[Page text]
The Saint Paul University Ethics Centre is pleased to announce the following conference call for papers on:
Ethics and National Security, to be held at Saint Paul University, Ottawa, Canada on October 25, 26 and 27, 2007
Deadline for submissions: August 1, 2007.
Successful applicants will be informed via email by: August 22, 2007
For further information on the conference theme, its structure, travel and accommodation, and more, please check the conference website regularly at: http://www.ustpaul.ca/symposium2007/
The specific relationship between Ethics and National Security is increasingly important for International Relations. States that ignore this relationship often imperil their own security. But it is a difficult relationship to understand because of its dynamism and mounting complexity. The concept ‘nation-state’ has blurred since many states now have both physical and virtual components. Moreover, the global order has broadened beyond inter-state relations as non-state collectivities exert increasing influence. This raises numerous ethical and security problems since non-state collectivities are defined by a variety of interests such as corporate, cultural, environmental, feminist, health, indigenous peoples, human rights, media and political, and they pursue their respective interests in a wide variety of ways. Finally, even to define ‘Security’ raises controversial questions, such as ‘what is to be secured?’ ‘for whom and against whom?’ ‘what measures are justified in pursuing security and for how long?’ Such questions demand the close examination of held values, since people secure that which they value. Articulating values is one of the key tasks of any ethical investigation.

[Given records]
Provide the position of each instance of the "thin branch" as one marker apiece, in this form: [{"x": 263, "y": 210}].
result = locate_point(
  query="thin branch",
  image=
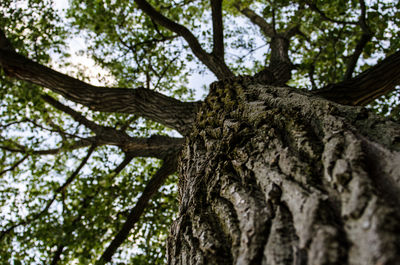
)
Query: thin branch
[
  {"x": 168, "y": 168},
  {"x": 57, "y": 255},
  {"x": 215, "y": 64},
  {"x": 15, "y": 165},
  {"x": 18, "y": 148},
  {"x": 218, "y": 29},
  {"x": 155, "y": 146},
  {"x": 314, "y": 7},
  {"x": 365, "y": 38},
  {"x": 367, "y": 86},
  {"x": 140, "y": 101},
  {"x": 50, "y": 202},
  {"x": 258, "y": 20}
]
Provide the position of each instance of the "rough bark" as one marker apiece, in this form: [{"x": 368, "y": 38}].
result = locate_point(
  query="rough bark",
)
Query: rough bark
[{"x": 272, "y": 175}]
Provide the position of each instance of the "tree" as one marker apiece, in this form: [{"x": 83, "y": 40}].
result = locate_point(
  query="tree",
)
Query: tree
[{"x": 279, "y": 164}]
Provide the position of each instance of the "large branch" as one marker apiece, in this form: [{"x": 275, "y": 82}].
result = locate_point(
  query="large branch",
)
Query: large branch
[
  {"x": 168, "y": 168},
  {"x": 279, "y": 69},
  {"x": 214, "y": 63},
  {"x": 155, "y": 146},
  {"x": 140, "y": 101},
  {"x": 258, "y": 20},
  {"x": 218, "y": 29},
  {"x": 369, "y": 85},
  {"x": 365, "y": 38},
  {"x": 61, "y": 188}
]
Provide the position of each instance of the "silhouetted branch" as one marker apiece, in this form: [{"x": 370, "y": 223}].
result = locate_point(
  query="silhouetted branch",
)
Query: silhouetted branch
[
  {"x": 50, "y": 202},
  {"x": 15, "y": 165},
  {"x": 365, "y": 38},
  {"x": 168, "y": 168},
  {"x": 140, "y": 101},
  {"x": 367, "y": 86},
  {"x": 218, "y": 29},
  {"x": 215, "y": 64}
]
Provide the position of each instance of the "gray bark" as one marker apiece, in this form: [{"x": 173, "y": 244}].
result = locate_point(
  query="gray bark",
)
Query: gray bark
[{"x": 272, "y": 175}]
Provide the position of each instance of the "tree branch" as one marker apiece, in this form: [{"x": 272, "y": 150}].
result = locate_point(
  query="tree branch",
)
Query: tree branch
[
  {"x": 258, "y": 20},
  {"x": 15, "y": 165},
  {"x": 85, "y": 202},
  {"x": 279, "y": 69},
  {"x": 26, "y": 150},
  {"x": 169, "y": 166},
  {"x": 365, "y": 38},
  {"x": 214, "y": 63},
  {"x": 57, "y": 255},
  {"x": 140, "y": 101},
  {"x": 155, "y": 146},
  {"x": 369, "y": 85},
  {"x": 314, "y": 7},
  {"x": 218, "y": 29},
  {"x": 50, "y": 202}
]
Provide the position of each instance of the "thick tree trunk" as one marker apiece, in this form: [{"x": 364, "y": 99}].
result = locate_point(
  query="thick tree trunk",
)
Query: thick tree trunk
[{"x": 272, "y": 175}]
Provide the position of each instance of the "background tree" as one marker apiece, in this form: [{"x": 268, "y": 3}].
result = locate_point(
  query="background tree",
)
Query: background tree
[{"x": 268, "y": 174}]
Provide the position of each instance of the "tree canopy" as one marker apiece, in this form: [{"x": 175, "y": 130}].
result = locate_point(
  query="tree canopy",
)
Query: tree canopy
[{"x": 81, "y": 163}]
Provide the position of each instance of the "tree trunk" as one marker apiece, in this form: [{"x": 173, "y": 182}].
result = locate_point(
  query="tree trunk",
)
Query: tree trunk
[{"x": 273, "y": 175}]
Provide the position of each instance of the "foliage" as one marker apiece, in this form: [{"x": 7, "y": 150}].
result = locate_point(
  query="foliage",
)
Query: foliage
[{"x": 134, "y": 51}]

--

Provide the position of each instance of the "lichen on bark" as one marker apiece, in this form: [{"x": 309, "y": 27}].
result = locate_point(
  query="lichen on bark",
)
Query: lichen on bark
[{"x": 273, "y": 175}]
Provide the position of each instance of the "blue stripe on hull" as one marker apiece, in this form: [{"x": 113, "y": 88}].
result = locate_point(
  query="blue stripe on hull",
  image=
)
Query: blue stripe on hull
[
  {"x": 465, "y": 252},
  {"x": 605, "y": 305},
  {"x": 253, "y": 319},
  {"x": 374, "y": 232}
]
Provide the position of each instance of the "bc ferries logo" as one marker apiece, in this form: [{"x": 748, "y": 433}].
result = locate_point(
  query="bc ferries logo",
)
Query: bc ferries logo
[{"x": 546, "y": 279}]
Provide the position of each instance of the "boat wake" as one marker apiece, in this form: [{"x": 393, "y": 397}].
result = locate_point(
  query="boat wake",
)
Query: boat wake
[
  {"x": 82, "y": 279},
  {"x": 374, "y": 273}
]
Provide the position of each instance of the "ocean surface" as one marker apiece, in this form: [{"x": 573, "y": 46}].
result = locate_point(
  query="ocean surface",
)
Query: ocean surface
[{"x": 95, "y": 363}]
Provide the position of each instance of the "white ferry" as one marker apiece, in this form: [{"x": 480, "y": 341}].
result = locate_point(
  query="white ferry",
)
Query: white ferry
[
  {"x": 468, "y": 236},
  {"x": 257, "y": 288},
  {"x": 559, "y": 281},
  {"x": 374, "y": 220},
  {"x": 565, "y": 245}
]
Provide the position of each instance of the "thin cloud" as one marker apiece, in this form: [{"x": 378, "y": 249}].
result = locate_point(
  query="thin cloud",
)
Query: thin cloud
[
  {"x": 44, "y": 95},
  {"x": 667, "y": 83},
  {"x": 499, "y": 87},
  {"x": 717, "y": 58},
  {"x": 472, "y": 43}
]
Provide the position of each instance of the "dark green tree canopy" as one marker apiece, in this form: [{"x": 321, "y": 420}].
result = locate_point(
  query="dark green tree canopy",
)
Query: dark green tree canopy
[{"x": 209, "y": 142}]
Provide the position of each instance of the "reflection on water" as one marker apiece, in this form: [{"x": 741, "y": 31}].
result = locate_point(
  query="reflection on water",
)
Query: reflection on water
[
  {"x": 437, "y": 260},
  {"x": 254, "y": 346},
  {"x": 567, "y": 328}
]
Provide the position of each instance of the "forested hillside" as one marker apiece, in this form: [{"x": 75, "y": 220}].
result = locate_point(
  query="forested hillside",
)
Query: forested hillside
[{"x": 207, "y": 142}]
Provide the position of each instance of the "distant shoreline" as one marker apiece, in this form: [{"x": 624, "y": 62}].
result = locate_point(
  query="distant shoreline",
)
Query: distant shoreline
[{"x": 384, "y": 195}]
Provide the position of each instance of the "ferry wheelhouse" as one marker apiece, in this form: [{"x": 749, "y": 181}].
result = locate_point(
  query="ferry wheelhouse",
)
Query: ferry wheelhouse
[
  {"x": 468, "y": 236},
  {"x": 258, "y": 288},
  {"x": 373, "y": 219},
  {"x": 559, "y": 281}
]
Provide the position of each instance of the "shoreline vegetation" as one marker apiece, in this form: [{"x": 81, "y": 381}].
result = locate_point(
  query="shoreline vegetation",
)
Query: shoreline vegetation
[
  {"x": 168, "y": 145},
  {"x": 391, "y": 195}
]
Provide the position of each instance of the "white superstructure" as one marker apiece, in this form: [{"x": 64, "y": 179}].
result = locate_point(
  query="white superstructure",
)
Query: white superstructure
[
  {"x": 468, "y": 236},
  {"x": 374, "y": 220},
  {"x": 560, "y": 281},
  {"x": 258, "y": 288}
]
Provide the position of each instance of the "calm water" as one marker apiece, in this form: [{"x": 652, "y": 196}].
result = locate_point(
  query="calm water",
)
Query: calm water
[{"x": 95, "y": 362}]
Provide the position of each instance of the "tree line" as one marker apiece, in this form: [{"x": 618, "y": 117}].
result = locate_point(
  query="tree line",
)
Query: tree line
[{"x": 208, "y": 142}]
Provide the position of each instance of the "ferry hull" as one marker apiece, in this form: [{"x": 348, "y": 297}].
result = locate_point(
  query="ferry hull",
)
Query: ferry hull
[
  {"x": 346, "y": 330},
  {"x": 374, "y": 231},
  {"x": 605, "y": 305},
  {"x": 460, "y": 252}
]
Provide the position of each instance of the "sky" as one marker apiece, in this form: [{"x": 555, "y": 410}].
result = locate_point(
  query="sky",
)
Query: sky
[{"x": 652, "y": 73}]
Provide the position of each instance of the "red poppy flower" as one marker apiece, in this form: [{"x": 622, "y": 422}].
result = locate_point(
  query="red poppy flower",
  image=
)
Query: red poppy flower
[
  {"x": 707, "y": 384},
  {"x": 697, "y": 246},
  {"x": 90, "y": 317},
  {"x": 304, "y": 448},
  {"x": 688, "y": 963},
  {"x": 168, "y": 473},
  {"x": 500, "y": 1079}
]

[What the task asks] Could you print the stretch of the call for papers from "The Saint Paul" through "August 1, 2007." word for word?

[Expected answer]
The Saint Paul University Ethics Centre is pleased to announce the following conference call for papers on:
Ethics and National Security, to be held at Saint Paul University, Ottawa, Canada on October 25, 26 and 27, 2007
Deadline for submissions: August 1, 2007.